Lay out the records below as a JSON list of strings, one string per line with blank lines skipped, starting at the line that contains "Target: red fabric barrier" and running through the end of the records.

++++ Data rows ++++

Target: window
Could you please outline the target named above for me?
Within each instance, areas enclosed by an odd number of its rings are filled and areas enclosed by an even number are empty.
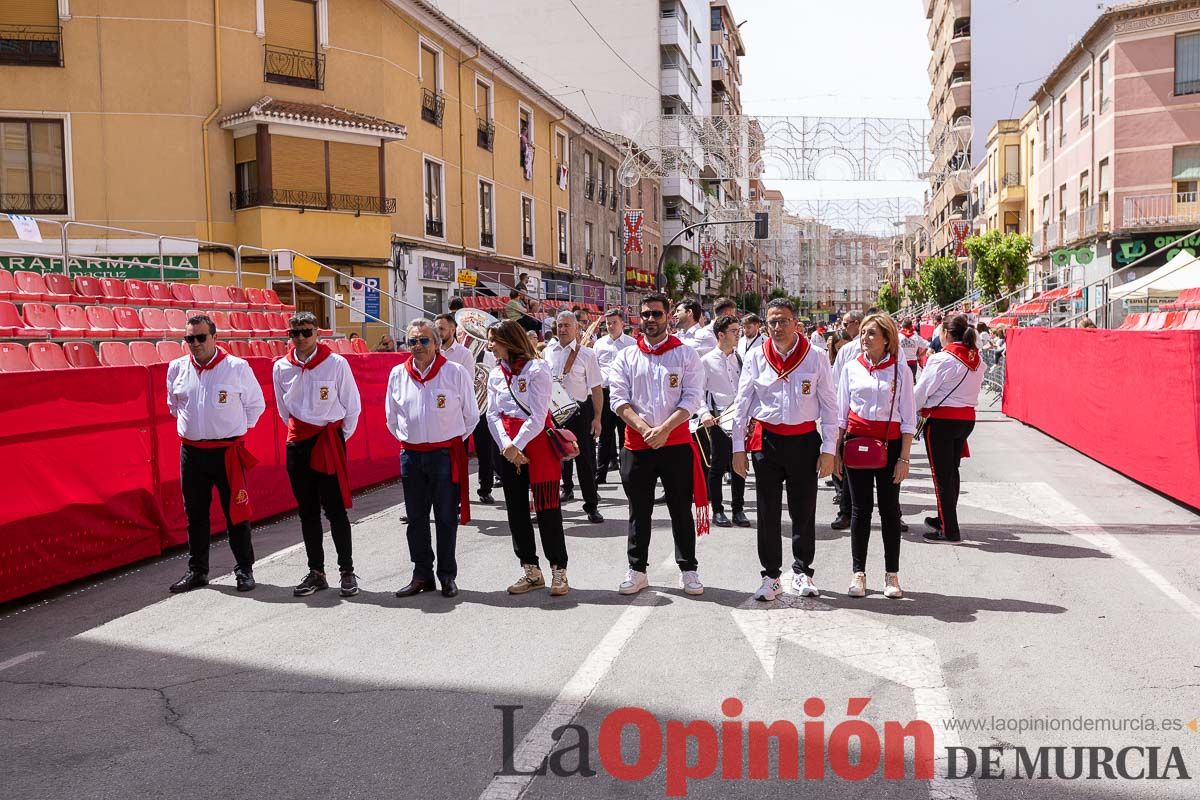
[[[479,246],[496,247],[496,190],[487,181],[479,181]]]
[[[442,224],[442,164],[428,158],[425,160],[425,235],[445,236]]]
[[[1175,37],[1175,94],[1200,92],[1200,34]]]
[[[0,118],[0,211],[66,213],[66,173],[61,121]]]

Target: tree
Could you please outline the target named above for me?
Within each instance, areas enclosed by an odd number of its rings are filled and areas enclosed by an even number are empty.
[[[922,264],[920,284],[929,300],[946,307],[967,293],[967,275],[958,259],[936,255]]]
[[[984,300],[1012,294],[1025,283],[1033,242],[1021,234],[989,230],[964,242],[976,266],[976,285]]]

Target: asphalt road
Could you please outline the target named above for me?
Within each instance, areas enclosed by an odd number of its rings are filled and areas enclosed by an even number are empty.
[[[0,798],[1200,796],[1200,733],[1133,729],[1200,717],[1200,519],[996,413],[978,423],[972,451],[961,547],[920,540],[934,498],[914,451],[899,601],[880,594],[878,540],[871,594],[845,595],[850,542],[828,527],[824,486],[821,599],[751,600],[752,529],[702,540],[707,591],[684,595],[665,510],[652,590],[622,597],[617,485],[602,487],[602,525],[588,525],[580,503],[566,509],[566,597],[505,594],[518,567],[503,510],[475,506],[460,531],[460,596],[398,600],[410,564],[401,489],[389,486],[356,499],[364,590],[350,600],[293,599],[306,567],[289,518],[256,531],[250,594],[234,591],[221,540],[214,576],[223,577],[206,590],[166,593],[184,571],[174,553],[0,607]],[[326,551],[332,561],[328,539]],[[727,698],[740,710],[722,710]],[[841,727],[851,718],[868,724]],[[620,720],[631,723],[623,735]],[[1045,729],[1063,720],[1108,729]],[[505,721],[514,771],[557,748],[556,770],[571,775],[497,776]],[[806,734],[782,757],[755,733],[776,721],[784,740],[787,723]],[[899,762],[886,759],[904,780],[875,765],[870,740],[894,744],[889,721],[929,723],[932,781],[913,778],[912,741]],[[1020,721],[1043,729],[1009,729]],[[564,724],[577,727],[556,742]],[[864,728],[866,744],[845,735]],[[799,781],[781,778],[787,753],[809,746],[828,751],[824,778],[805,777],[820,757],[799,759]],[[994,758],[1006,776],[983,778],[977,764],[973,778],[946,778],[950,746],[977,758],[1003,748]],[[1068,772],[1075,747],[1157,746],[1158,774],[1176,747],[1193,778],[1166,769],[1172,780],[1014,780],[1018,746],[1031,757],[1067,748]],[[955,752],[961,771],[966,753]],[[1148,760],[1130,751],[1127,772]],[[858,763],[865,775],[852,780]]]

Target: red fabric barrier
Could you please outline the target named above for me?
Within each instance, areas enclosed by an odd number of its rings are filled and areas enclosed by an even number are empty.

++++

Response to the exercise:
[
  "Target: red fabric barrier",
  "Could you please outline the target named above for me?",
  "Within each instance, areas enclosed by an odd number of its rings are filled and areas enclosed by an even number are empty."
]